# [Brief]
Print exactly the line that contains "box: [575, 403, 597, 431]", then every following line through the end of the material; include nothing else and no pictures.

# [Material for the task]
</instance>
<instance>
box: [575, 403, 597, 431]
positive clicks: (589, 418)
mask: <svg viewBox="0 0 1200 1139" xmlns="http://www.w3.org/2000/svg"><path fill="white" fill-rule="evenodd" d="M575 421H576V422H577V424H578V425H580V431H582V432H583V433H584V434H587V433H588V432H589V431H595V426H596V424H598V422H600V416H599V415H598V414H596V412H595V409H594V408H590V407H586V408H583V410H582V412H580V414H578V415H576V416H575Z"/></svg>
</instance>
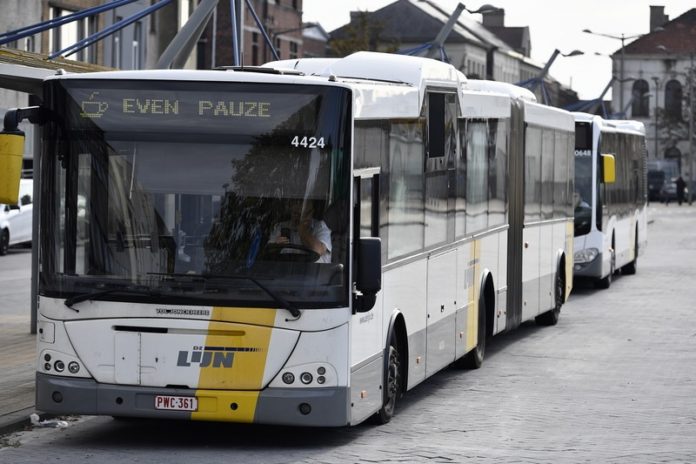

# [Output]
box: [575, 403, 597, 431]
positive clicks: (589, 418)
mask: <svg viewBox="0 0 1200 1139" xmlns="http://www.w3.org/2000/svg"><path fill="white" fill-rule="evenodd" d="M575 421H576V422H577V424H578V425H580V431H582V432H583V433H584V434H587V433H588V432H589V431H595V426H596V424H598V422H600V416H599V415H598V414H596V412H595V409H594V408H590V407H586V408H583V410H582V412H580V414H578V415H576V416H575Z"/></svg>
</instance>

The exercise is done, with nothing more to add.